**EXPLORE THE MATERIAL:**
a) Answer these from the chromothripsis article:
(i) In which journal was the study by Peter Campbell and his collaborators published?
(ii) In what percentage of cancers is the unusual rearrangement pattern present?
(iii) In the one-single-event model, what glues the chromosome pieces back together?
b) From the chromothripsis article, list every feature of the unusual rearrangement pattern found in one of the patients with chronic lymphocytic leukaemia.
c) Extend the chromothripsis article from its final sentence.

Credit: MACMILLAN MEXICO\Eric Smith

It is generally assumed that tumours evolve through a progressive acquisition of mutations in the genome that allow cells to evade apoptosis, proliferate, invade and metastasize. However, in some instances one single event can lead to multiple coexisting mutations — the loss of telomeres results in end-to-end chromosome fusions that lead to chromosomal rearrangements. In a recent study published in Cell, Peter Campbell and his collaborators have identified a new phenomenon in which tens to hundreds of genomic rearrangements are acquired in one step. They have termed this process chromothripsis.

Using paired-end sequencing, the authors first sought to identify genomic rearrangements in ten patients with chronic lymphocytic leukaemia. In one of the patients the position of these rearrangements revealed an unusual pattern: the vast majority of the rearrangements were in one single chromosome; the copy number of the chromosomal segments was never higher than two; those regions with only one copy number were not originated by one single deletion but by multiple rearrangements; and all the alterations were clustered together in certain regions of the chromosome. When the analysed sample was compared with a sample obtained after the patient had undergone treatment, the authors found the same alterations and no new genomic rearrangements. A combination of genome re-sequencing and analysis of single nucleotide polymorphism (SNP) arrays in a large number of cell lines and primary tumours determined that this unusual pattern is present in 2–3% of cancers; in bone cancer, this extreme rearrangement was observed in up to 25% of the analysed samples.

the chromosome (chromo) shatters (thripsis) into tens to hundreds of pieces, and some of those pieces are subsequently glued back together in a random order.

How is the chromosome restructured in such a dramatic way? The authors argue that the rearrangements are likely to occur in one single event rather than in a series of progressive and independent alterations. Sequential rearrangements would lead to an increasingly altered genomic structure with more than two copy number states of chromosomal fragments and mutations that would be unlikely to cluster together. In the one-single-event model proposed, the chromosome (chromo) shatters (thripsis) into tens to hundreds of pieces, and some of those pieces are subsequently glued back together in a random order by the DNA repair machinery.

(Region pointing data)
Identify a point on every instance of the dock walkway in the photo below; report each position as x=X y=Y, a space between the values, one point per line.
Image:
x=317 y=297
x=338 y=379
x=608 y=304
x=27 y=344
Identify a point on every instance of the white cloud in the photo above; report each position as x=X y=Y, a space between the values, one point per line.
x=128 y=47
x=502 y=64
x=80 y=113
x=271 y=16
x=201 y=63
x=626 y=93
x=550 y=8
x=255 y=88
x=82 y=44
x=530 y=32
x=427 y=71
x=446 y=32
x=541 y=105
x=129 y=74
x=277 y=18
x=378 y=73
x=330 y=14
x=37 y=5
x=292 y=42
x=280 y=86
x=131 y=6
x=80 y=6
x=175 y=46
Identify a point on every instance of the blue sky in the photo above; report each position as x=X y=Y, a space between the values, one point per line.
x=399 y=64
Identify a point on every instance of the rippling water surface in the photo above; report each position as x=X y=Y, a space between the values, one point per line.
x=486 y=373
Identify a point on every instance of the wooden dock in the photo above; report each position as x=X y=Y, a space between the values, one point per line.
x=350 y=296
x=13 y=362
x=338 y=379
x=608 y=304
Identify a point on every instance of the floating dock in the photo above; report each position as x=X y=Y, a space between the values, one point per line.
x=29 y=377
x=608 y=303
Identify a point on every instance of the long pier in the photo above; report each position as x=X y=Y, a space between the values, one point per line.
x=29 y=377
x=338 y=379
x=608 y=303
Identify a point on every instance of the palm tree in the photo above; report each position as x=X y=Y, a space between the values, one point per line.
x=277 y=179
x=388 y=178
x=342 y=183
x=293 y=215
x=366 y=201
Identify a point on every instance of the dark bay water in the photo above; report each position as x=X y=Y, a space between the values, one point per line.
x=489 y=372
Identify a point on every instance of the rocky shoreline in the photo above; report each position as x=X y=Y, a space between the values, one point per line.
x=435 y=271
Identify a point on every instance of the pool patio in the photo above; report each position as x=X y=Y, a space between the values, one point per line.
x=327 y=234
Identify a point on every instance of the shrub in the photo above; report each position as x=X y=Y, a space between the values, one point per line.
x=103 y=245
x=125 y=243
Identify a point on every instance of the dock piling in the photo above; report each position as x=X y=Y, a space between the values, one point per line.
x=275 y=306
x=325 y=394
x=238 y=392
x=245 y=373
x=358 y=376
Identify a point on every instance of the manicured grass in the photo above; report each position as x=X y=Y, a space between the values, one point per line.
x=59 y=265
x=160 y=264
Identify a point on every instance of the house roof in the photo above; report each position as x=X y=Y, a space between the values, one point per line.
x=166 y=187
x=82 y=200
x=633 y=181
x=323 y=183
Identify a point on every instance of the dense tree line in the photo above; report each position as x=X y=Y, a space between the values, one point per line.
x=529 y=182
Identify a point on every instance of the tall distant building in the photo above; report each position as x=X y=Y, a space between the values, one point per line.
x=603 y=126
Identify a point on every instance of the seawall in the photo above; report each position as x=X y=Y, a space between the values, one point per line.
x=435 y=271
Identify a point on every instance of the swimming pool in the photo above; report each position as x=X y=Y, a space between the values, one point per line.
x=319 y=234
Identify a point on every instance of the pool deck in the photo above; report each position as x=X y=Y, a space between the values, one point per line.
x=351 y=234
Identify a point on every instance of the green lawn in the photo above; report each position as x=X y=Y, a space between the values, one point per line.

**ANSWERS FOR THE TASKS:**
a)
(i) Cell
(ii) 2–3%
(iii) The DNA repair machinery

b)
- The vast majority of the rearrangements were in one single chromosome.
- The copy number of the chromosomal segments was never higher than two.
- Regions with only one copy number came from multiple rearrangements, not from one single deletion.
- All the alterations were clustered together in certain regions of the chromosome.

c)
Now, how does chromothripsis contribute to tumorigenesis? A possible explanation was obtained by genomic analyses and fluorescence in situ hybridization (FISH) in a small-cell lung carcinoma cell line. This showed a normal copy of chromosome 8 and a derivative copy that was highly rearranged by chromothripsis. In addition, this cell line also contained multiple double-minute chromosomes — small fragments of extrachromosomal DNA — that were composed of numerous copies of 15 segments of chromosome 8; these segments were not in the derivative chromosome and were aligned in such a way that they led to the amplification of the oncogene MYC. Another example of the contribution of chromothripsis to tumorigenesis is the simultaneous disruption of the three tumour suppressor genes CDKN2A (which encodes p16), WRN (which encodes Werner syndrome ATP-dependent helicase) and FBXW7 by chromothripsis that was observed in a chordoma tumour sample.

This study raises many important questions: what triggers these dramatic changes in the chromosome? By which mechanism does the chromosome break down? How are the pieces stitched together? As the authors emphasize, whatever the mechanism involved, this phenomenon seems to have an important role in chromosomal remodelling in cancer.